Top of Excerpt

Stewart Littlewood

Personal information
- Full name: Stewart Christopher Littlewood
- Date of birth: 7 January 1905
- Place of birth: Treeton, Rotherham, England
- Date of death: 2 February 1977 (aged 72)
- Place of death: Rotherham, England
- Height: 5 ft 11 in (1.80 m)
- Position: Centre-forward

Youth career
- Holmfield Mission
- Hardwich Colliery

Senior career*
- Years: Team / Apps / (Gls)
- 1924: Chesterfield / 0 / (0)
- 1924–1925: Matlock Town / ? / (?)
- 1925: Sheffield Wednesday / 0 / (0)
- 1925–1926: Luton Town / 6 / (2)
- 1926–1929: Port Vale / 18 / (18)
- 1929–1931: Oldham Athletic / 78 / (45)
- 1931–1933: Port Vale / 35 / (17)
- 1933–1934: Bournemouth & Boscombe Athletic / 18 / (11)
- 1934–1937: Altrincham / 92 / (80)
- 1937–1938: Northwich Victoria / ? / (?)
- Total:  / 247 / (173)

= Stewart Littlewood =

English footballer

Stewart Christopher Littlewood (7 January 1905 – 2 February 1977) was an English footballer who played as a centre-forward for Holmfield Mission, Hardwich Colliery, Chesterfield, Matlock Town, Sheffield Wednesday, Luton Town, Port Vale, Bournemouth & Boscombe Athletic, and Altrincham.

==Career==
===Early career===
Littlewood played for Holmfield Mission and Hardwich Colliery before he joined the Chesterfield Third Division North in January 1924. Having failed to make a first-team appearance for the "Spireites", he returned to non-League football with Matlock Town. He gained another chance in the English Football League with Second Division side Sheffield Wednesday in January 1925. Still, he left Hillsborough at the end of the 1924–25 season without featuring in a first-team game. He signed with Luton Town in July 1925 and scored two goals in six Third Division South games before his release at the end of the 1925–26 season. He had a trial at Alfreton Town in October 1926.

===Port Vale===
Littlewood signed with Port Vale following a trial period in November 1926. He scored a brace on his debut at Clapton Orient on Christmas Day 1926, but only made one further Second Division appearance in the 1926–27 campaign. He scored 55 in goals in 33 reserve team games in the 1927–28 season. However, he had to battle out-of-form club legend Wilf Kirkham for a first-team place, and was limited to just seven first-team games despite scoring a hat-trick past Fulham. He hit nine goals in ten appearances at the start of the 1928–29 campaign, including a hat-trick past Millwall.

Bottom of Excerpt
Top of Information shown

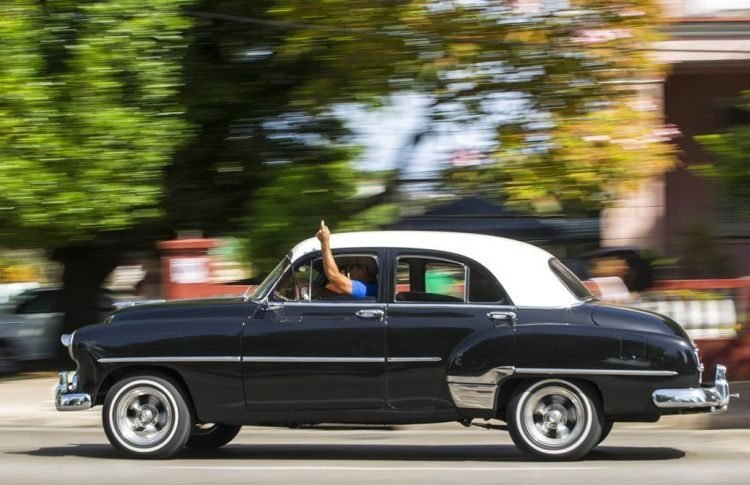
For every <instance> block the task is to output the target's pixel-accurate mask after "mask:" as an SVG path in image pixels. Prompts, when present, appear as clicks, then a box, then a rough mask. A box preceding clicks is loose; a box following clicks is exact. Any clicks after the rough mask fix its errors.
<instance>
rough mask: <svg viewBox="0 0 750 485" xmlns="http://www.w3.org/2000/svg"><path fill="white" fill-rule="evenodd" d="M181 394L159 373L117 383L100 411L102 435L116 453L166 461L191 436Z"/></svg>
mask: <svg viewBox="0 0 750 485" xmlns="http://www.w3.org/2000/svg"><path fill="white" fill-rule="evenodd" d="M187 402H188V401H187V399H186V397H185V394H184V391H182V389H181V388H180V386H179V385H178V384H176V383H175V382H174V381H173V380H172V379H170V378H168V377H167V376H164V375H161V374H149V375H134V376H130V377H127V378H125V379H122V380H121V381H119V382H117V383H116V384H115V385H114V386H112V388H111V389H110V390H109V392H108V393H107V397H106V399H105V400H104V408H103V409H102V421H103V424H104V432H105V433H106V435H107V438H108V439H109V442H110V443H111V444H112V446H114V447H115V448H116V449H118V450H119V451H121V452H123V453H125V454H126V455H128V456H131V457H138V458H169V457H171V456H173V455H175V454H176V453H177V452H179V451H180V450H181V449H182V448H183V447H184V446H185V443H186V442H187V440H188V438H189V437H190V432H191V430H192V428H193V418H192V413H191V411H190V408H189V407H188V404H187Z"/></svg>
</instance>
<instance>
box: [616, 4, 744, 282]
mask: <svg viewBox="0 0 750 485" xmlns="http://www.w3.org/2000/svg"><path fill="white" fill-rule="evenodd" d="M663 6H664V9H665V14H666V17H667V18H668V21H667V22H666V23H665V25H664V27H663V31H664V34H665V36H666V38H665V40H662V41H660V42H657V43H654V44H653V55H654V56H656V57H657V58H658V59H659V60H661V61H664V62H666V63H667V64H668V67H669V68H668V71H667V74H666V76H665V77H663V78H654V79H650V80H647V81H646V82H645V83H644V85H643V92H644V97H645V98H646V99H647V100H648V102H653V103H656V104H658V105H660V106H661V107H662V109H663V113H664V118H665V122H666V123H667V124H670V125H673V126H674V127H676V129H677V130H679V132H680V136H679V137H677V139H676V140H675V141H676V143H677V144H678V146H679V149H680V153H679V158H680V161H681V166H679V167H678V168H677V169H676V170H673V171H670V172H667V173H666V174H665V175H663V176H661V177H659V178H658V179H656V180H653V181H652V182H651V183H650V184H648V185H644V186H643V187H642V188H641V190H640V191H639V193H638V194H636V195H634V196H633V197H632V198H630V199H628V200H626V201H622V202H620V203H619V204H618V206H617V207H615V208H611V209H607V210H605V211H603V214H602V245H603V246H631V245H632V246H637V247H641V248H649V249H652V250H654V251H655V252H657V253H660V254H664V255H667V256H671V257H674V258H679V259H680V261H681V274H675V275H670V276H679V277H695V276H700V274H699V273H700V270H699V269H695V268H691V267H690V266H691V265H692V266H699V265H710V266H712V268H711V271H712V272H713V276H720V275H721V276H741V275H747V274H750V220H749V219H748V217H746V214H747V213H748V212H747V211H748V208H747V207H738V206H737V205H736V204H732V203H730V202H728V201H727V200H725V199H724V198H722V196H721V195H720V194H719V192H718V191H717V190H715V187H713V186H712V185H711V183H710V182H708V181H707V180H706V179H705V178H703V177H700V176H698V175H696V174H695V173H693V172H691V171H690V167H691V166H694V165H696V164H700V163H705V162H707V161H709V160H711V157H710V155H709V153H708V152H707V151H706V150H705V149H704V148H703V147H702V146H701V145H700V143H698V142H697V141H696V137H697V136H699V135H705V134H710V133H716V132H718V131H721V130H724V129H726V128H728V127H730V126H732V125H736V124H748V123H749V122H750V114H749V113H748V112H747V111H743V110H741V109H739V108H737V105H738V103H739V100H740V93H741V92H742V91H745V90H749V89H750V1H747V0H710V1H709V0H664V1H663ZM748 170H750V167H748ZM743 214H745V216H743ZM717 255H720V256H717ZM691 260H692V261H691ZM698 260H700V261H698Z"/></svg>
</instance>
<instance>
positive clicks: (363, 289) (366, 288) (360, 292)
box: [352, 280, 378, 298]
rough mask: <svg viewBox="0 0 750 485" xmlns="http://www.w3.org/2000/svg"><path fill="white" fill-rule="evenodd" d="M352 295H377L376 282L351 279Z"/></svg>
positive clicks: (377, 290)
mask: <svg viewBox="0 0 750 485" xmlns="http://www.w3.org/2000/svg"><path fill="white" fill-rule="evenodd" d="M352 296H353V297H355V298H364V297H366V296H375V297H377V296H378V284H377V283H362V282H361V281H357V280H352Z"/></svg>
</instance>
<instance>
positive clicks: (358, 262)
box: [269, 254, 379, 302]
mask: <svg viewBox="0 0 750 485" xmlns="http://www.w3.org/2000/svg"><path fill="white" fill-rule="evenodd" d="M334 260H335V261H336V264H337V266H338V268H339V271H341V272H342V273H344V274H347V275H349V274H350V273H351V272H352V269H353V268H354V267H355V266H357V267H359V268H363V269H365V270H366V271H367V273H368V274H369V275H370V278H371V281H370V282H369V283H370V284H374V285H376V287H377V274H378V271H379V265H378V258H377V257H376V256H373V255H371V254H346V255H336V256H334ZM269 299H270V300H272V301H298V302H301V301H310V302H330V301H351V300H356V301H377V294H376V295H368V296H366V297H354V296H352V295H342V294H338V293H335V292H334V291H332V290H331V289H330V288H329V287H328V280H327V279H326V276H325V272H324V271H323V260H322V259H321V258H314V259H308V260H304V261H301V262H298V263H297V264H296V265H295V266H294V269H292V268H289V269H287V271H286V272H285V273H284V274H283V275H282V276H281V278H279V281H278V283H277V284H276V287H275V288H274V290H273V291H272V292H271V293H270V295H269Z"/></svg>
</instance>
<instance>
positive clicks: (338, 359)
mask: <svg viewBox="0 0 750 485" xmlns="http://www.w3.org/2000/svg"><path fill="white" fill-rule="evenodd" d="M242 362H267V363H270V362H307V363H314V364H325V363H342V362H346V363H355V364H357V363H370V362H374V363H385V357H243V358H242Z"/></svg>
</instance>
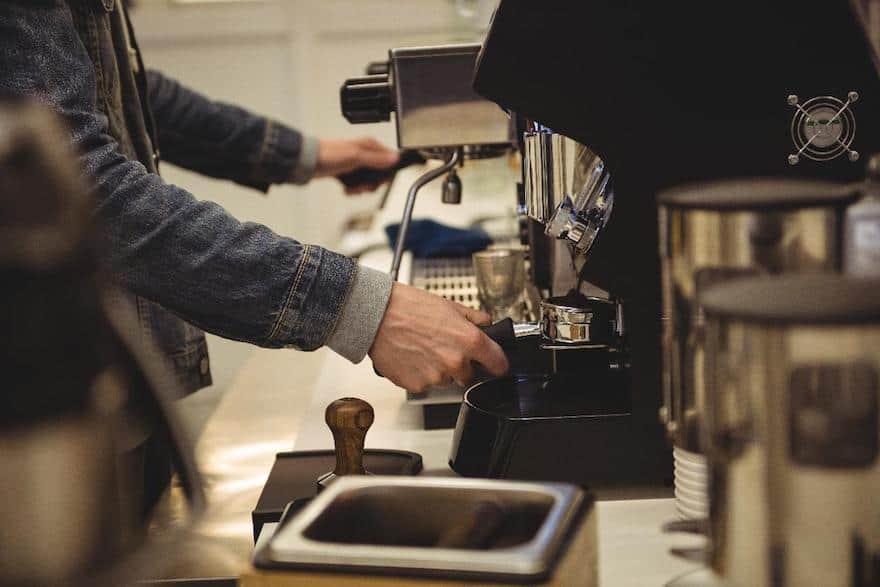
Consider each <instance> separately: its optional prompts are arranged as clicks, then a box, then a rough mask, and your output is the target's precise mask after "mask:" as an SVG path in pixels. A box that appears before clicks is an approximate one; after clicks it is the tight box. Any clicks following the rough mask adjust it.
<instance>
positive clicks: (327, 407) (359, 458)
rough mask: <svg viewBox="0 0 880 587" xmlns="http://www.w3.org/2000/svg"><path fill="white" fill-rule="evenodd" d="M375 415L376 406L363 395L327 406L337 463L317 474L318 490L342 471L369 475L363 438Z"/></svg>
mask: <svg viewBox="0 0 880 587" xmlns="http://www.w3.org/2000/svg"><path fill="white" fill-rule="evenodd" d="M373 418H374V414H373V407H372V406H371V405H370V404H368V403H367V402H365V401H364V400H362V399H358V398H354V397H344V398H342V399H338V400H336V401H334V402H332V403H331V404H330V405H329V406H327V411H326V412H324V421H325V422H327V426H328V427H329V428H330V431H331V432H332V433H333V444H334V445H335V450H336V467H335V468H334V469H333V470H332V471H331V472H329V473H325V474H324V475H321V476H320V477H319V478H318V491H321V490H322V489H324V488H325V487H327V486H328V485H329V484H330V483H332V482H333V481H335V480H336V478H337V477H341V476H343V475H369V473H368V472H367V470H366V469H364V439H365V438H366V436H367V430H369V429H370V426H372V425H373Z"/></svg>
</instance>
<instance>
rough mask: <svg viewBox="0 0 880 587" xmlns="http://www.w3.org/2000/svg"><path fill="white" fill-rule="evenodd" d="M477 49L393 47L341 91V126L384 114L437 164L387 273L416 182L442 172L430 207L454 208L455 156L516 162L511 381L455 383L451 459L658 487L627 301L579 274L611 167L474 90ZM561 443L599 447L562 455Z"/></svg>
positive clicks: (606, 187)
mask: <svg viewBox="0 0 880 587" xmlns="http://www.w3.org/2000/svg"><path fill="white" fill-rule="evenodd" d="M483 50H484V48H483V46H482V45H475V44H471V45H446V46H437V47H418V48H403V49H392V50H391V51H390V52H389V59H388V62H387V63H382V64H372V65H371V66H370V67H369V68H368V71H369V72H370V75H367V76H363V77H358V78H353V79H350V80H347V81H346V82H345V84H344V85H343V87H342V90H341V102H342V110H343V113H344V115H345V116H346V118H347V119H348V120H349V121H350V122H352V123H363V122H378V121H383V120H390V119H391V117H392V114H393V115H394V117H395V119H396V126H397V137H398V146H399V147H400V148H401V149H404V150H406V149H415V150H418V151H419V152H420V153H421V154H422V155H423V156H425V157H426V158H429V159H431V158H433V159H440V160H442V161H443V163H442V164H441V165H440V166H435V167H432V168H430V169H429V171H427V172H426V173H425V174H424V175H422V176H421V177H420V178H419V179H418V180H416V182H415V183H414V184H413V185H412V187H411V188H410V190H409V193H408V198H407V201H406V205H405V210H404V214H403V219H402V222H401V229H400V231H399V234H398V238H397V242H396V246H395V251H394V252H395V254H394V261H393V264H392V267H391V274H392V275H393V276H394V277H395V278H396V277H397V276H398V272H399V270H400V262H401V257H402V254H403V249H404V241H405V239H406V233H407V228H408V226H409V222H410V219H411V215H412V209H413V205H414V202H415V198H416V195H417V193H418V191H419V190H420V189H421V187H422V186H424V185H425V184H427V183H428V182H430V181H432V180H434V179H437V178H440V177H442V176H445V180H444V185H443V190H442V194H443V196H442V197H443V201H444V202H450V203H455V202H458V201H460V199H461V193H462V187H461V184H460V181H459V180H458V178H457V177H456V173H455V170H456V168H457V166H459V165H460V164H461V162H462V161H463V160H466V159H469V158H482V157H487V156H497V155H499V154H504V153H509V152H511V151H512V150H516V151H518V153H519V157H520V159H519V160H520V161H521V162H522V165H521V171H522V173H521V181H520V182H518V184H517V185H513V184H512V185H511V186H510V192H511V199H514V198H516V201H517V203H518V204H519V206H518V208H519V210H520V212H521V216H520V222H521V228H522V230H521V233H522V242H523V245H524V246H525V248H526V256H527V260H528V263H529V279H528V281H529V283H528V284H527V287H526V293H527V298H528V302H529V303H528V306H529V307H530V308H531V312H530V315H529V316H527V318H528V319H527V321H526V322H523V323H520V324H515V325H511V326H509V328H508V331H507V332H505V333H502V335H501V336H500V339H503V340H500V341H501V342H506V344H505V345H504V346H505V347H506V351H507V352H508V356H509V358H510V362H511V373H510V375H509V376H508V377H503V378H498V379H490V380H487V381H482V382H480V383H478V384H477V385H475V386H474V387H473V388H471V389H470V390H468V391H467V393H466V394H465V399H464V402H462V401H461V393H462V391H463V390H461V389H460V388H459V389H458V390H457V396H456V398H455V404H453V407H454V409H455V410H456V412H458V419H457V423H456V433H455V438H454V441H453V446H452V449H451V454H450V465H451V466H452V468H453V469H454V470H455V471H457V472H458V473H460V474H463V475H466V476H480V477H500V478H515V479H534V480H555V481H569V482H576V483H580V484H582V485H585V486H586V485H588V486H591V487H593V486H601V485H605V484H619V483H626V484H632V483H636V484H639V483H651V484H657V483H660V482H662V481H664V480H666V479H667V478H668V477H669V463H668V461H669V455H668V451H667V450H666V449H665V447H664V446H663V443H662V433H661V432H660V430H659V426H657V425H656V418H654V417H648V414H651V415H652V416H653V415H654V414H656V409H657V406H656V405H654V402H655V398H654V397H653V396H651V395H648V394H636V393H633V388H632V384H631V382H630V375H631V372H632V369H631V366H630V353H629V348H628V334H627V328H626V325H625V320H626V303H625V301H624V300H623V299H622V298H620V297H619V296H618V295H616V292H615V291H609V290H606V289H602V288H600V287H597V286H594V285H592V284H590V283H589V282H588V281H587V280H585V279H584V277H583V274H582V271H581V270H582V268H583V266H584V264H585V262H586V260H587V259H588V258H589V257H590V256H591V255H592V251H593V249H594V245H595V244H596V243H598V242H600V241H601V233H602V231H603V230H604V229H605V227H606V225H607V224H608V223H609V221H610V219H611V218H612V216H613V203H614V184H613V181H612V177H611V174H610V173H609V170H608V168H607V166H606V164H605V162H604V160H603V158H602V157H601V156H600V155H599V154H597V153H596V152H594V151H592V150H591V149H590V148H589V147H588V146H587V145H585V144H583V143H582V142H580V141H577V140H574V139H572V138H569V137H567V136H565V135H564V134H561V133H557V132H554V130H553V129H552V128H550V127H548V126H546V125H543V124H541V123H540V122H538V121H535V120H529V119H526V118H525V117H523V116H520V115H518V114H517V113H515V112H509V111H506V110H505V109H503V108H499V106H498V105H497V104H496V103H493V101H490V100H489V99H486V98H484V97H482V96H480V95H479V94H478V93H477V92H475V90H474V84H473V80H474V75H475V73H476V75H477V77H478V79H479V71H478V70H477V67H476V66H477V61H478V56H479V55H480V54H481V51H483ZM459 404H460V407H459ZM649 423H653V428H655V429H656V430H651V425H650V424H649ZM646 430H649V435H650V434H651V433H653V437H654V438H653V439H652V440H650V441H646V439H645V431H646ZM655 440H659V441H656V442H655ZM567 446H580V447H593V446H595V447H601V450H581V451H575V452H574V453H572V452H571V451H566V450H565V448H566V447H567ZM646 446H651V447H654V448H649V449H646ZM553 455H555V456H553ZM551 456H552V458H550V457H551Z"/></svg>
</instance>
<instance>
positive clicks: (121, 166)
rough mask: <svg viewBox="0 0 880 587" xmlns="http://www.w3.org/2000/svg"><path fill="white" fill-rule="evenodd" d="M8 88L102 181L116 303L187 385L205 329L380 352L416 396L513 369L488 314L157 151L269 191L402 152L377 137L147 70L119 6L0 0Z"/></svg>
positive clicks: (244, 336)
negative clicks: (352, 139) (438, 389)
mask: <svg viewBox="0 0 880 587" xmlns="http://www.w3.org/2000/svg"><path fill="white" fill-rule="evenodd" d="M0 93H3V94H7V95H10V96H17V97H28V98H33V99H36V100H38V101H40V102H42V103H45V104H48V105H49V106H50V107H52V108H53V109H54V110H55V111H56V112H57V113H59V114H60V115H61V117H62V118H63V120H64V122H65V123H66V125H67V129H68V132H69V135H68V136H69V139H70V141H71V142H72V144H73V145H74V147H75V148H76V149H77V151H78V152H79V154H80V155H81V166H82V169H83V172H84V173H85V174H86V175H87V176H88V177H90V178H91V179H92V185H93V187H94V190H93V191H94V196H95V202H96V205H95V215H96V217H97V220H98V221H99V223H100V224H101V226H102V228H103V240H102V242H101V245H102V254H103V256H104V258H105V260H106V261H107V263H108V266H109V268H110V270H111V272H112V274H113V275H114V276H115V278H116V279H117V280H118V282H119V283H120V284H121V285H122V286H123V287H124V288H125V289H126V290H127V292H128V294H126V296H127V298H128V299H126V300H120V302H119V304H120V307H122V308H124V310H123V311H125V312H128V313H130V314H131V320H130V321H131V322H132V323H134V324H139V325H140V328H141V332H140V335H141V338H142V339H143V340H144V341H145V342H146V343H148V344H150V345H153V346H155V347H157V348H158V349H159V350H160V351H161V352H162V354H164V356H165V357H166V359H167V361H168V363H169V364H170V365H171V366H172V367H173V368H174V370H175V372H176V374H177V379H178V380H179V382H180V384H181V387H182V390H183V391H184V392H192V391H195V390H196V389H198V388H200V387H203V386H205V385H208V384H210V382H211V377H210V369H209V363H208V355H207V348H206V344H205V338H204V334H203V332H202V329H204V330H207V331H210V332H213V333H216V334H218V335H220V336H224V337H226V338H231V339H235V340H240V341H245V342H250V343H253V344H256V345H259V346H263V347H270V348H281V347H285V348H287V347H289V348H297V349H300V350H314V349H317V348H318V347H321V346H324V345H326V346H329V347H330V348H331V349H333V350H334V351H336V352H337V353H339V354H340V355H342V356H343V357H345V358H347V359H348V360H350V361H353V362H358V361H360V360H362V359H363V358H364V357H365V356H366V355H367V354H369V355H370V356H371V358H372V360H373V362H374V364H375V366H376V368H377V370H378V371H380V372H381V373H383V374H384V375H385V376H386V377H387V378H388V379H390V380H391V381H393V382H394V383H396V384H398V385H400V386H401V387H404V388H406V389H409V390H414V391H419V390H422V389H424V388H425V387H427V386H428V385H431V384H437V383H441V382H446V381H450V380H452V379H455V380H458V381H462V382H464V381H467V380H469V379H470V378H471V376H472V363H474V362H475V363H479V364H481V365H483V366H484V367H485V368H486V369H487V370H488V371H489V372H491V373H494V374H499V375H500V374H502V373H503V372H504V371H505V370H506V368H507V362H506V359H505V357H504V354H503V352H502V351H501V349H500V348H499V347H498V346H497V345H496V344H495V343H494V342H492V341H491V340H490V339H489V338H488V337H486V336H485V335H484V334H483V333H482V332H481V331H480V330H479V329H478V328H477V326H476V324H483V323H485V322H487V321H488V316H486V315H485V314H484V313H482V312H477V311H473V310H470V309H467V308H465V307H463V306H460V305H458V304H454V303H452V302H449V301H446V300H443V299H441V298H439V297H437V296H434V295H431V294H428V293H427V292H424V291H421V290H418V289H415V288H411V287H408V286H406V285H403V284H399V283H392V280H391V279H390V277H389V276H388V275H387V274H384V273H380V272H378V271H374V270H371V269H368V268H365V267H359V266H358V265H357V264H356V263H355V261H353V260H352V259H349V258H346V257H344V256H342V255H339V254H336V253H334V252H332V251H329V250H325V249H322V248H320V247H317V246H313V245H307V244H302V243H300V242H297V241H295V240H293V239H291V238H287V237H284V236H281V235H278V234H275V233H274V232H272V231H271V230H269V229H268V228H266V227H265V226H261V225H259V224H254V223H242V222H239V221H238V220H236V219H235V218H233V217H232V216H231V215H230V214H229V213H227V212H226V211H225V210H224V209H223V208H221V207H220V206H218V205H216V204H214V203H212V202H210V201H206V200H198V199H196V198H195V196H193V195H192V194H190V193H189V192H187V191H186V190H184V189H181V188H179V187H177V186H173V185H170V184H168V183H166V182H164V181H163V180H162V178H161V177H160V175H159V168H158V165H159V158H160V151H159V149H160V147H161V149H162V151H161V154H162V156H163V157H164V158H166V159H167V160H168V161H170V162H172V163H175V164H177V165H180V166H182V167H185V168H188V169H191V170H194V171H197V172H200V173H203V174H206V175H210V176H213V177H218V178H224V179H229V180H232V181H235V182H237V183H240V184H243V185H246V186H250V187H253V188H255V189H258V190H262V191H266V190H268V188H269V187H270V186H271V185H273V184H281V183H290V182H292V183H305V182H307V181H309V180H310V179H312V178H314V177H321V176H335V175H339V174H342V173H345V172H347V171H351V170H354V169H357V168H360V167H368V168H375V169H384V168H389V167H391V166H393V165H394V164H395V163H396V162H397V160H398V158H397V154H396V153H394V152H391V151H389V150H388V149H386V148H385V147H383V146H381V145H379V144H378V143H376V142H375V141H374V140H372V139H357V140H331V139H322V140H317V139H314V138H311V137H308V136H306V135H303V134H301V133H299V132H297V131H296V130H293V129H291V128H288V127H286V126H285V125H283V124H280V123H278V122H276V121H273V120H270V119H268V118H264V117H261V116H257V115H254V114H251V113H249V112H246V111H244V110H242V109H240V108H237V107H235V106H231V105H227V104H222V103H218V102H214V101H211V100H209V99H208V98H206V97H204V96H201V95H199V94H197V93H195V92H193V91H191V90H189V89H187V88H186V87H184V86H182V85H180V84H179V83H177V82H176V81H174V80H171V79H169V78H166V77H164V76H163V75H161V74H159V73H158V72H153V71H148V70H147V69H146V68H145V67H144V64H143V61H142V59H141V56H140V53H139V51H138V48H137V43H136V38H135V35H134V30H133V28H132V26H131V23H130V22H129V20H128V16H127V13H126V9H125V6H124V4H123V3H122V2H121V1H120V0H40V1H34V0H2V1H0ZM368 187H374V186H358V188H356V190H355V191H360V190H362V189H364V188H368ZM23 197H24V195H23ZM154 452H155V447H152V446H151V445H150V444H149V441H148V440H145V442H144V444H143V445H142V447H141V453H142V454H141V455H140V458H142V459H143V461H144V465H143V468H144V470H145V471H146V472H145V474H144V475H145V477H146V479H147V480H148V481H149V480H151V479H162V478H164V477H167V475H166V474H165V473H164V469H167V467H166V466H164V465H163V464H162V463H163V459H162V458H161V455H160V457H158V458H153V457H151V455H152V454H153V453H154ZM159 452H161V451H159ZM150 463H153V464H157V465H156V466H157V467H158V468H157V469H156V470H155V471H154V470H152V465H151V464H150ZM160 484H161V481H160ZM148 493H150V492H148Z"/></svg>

Bottom of Information shown

# Prompt
Copy the passage of the Stewart Littlewood article from "- 1937–1938: Northwich" to "Athletic, and Altrincham." word for word. The material has no connection to the article about Stewart Littlewood.

# Answer box
- 1937–1938: Northwich Victoria / ? / (?)
- Total:  / 247 / (173)

= Stewart Littlewood =

English footballer

Stewart Christopher Littlewood (7 January 1905 – 2 February 1977) was an English footballer who played as a centre-forward for Holmfield Mission, Hardwich Colliery, Chesterfield, Matlock Town, Sheffield Wednesday, Luton Town, Port Vale, Bournemouth & Boscombe Athletic, and Altrincham.